Actions to take -
1. Repeat the stretch from "It’s a Wednesday" through "entirely the point." in the text about MAKLab, keeping every word and mark unchanged.
2. Carry on the text about MAKLab, the Glasgow fab lab, by writing what follows its last sentence.

It’s a Wednesday afternoon at Glasgow’s MAKLab and it feels like things are happening. In one corner a laser cutter is preparing a piece of glass to be used as part of an architectural model, off to the side a 3D printer is in the process of being built, on a table in the back there’s a half-assembled Plexiglas chandelier. And all around the studio a variety of machines — CNC milling machines, CNC routers, a digital embroidery machine, a vinyl cutter, a 3D scanner, and other 3D printers — sit, just waiting for someone to come in and flip them on. There is seemingly no end to what can be made at MAKLab, and that, of course, is entirely the point.
MAKLab is a fab lab, short for fabrication laboratory, a place for designers, artists, architects, students, makers, engineers, crafters, hobbyists, and anyone who likes making things to come and create something amazing. Part of MIT’s network of fab labs, MAKLab, is the first of its kind in Scotland. It only just opened this past July, but there are already motions in the works for more. As the maker culture movement moves further into the mainstream, fab labs are cropping up at an ever-increasing rate all over the world. As the MIT fab lab website puts it, “fab labs provide widespread access to modern means for invention”, which make them natural hubs for makers.

Data shown -
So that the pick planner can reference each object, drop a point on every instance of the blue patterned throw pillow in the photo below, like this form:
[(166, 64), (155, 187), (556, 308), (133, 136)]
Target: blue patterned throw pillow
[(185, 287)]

Results of the exercise -
1.
It’s a Wednesday afternoon at Glasgow’s MAKLab and it feels like things are happening. In one corner a laser cutter is preparing a piece of glass to be used as part of an architectural model, off to the side a 3D printer is in the process of being built, on a table in the back there’s a half-assembled Plexiglas chandelier. And all around the studio a variety of machines — CNC milling machines, CNC routers, a digital embroidery machine, a vinyl cutter, a 3D scanner, and other 3D printers — sit, just waiting for someone to come in and flip them on. There is seemingly no end to what can be made at MAKLab, and that, of course, is entirely the point.

2.
What is the maker culture movement? On the small scale, it’s a creative response to some of the problems inherent in the current system of mainstream mass production. Instead of filling their lives with cheaply made, boring and unethically produced goods, makers take the creation of the physical items they deal with every day back into their own hands, literally. On a larger scale, the maker culture movement is about changing the way we interact with our stuff, with the goals of making people’s lives better, easier, more interesting, less expensive, more eco-friendly, and more fun.
Although traditional hand-crafts, such as sewing, knitting, ceramics, and carpentry, are part of this world, in maker culture there’s an emphasis on high-tech means of creating, and on hacking existing technologies to make them do new things and work in cool new ways.
3D printers are one of the most exciting machines associated with the maker movement and MAKLab has three of them. Laid out near the entrance are a handful of items made on MAKLabs 3D printers including an incredibly detailed miniature hand (it’s perfectly lifelike because it was created using a 3D scan of an actual hand), a miniature skull, a working wrench, a plastic bicycle chain, and a tiny architectural design for a house (complete with teeny tiny bathroom fixtures).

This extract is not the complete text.